Document excerpt >>
_ _ _ _ _

Our approach, based on ultra-dense 25 FBGs array with 1 FBG/mm sensing capacity, has been demonstrated to be particularly suitable for assessing MRTI performances, also in comparison with previous studies in which the number of fiber optic sensors, the measurement points, and the spatial resolution were limited by the technology [18,47]. The proposed sensing system allowed the comparison on the sensor-pixel scale, providing a maximum RMSE parameter of ~1.2 °C at the end of ablation when the maximum temperature is reached and temperature control is necessary. Whether for a homogeneous mean the possibility of having several measurement points has given the chance of retrieving more reliable GRE-EPI sequence performances, an increasing number of punctual temperature information is, instead, necessary for non-homogeneous tissues. For living tissues undergoing thermal procedures, indeed, the local differences in heat conduction necessitate a spatial-dependent MRT performance assessment. This is even more true in the laser ablation and high-intensity focused ultrasound therapies, where high temperature gradients are reached in a few millimeters distance [31]. The potential of measuring temperature in several points of the tissue, thus, reconstructing a 3D spatial temperature map with 0.1 °C accuracy holds huge opportunities in the MRTI scenario. These 1 mm-spatially resolved temperature measurements can support the correction of artifacts affecting image quality and proved to be convenient for MRTI calibration. Therefore, future work could be addressed to investigate MRTI performances for ex vivo and in vivo tissues towards the implementation in the clinical scenario. In addition, due to a high resolution 2D GRE sequence in this analysis was possible to visualize both laser and sensing fiber allowing a direct pixel-FBG comparison for temperature values. Final estimated results benefit from such procedure, not requiring any averaging process among pixels in specific regions of interest. This mentioned process, indeed, can suffer for information losses or wrong data manipulation.

_ _ _ _ _

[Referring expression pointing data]

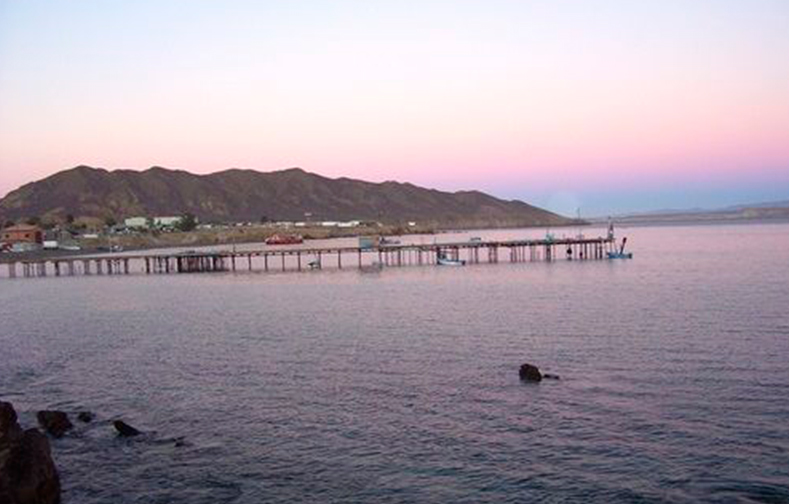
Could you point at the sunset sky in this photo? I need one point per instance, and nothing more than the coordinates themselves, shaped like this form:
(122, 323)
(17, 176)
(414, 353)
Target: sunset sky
(607, 106)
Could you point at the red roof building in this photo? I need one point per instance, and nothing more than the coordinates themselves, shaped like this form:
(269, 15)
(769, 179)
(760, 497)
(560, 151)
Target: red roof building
(22, 233)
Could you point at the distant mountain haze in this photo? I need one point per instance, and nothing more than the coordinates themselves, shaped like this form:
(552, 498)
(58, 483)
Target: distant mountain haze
(247, 195)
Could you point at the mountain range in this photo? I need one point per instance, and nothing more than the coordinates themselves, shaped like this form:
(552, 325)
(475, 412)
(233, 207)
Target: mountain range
(237, 195)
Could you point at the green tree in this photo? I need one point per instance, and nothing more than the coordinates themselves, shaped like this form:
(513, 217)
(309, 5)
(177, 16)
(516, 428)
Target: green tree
(187, 223)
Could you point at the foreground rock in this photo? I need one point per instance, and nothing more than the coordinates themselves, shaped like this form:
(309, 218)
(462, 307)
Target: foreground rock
(54, 422)
(529, 372)
(125, 429)
(85, 416)
(27, 472)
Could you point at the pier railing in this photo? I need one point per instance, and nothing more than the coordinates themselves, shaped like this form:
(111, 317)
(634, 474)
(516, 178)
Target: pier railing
(277, 258)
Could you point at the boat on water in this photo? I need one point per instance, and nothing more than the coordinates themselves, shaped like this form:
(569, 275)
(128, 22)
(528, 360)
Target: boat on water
(445, 261)
(620, 254)
(371, 268)
(279, 239)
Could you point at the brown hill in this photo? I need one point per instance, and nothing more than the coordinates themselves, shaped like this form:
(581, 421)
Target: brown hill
(247, 195)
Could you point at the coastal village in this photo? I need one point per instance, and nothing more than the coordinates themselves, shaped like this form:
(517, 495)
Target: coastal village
(32, 236)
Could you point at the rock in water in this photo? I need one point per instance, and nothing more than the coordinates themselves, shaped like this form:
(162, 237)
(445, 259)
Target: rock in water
(27, 473)
(530, 373)
(85, 416)
(54, 422)
(125, 429)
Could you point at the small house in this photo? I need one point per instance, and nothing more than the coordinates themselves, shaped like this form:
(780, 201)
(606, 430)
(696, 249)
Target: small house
(23, 233)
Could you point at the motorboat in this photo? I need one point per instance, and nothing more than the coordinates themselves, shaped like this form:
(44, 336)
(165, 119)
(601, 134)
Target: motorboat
(445, 261)
(620, 254)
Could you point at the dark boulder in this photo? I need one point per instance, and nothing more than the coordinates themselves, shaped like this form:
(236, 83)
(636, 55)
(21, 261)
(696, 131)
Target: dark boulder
(85, 416)
(54, 422)
(125, 429)
(530, 373)
(27, 472)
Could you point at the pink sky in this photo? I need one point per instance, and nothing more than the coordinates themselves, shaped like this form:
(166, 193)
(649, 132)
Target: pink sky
(682, 104)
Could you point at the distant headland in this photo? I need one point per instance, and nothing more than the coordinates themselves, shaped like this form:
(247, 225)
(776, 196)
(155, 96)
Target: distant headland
(92, 197)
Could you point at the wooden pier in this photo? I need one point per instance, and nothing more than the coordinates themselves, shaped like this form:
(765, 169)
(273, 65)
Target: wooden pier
(316, 258)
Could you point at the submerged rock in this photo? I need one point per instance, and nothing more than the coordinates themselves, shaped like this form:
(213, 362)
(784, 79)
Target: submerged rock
(54, 422)
(85, 416)
(529, 372)
(27, 472)
(125, 429)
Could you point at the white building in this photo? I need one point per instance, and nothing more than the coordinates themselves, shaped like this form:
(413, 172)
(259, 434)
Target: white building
(136, 223)
(162, 222)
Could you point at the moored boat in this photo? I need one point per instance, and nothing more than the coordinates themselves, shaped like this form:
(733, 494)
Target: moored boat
(445, 261)
(279, 239)
(620, 254)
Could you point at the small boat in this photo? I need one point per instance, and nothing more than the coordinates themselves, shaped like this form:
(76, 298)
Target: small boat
(371, 268)
(278, 239)
(620, 254)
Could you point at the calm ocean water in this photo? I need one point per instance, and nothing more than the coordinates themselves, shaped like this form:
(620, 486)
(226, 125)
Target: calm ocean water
(402, 386)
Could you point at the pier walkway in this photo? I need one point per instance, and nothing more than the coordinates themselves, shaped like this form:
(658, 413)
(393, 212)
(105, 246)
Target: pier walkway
(284, 258)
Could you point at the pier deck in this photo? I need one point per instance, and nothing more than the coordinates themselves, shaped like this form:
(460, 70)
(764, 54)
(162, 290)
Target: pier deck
(279, 258)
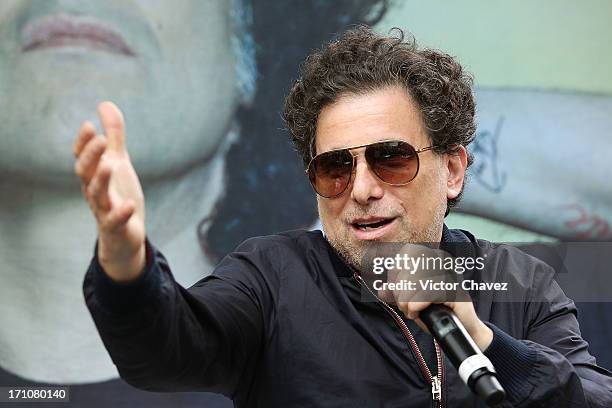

_ _ _ _ _

What you need to do >>
a. Summarize the FBG sensing excerpt in two sentences.
b. In the FBG sensing excerpt, what maximum RMSE did the sensing system give at the end of ablation?
Rely on the FBG sensing excerpt alone; the records play no part.

Completed exercise >>
a. The ultra-dense array of 25 FBGs, with a sensing capacity of 1 FBG/mm, proved particularly suitable for assessing MRTI performance, allowing comparison at the sensor-pixel scale with a maximum RMSE of about 1.2 °C at the end of ablation. Because the high-resolution 2D GRE sequence showed both the laser and the sensing fiber, temperatures could be compared directly pixel to FBG without averaging across regions of interest, and the 1 mm-resolved measurements can support artifact correction and MRTI calibration.

b. About 1.2 °C.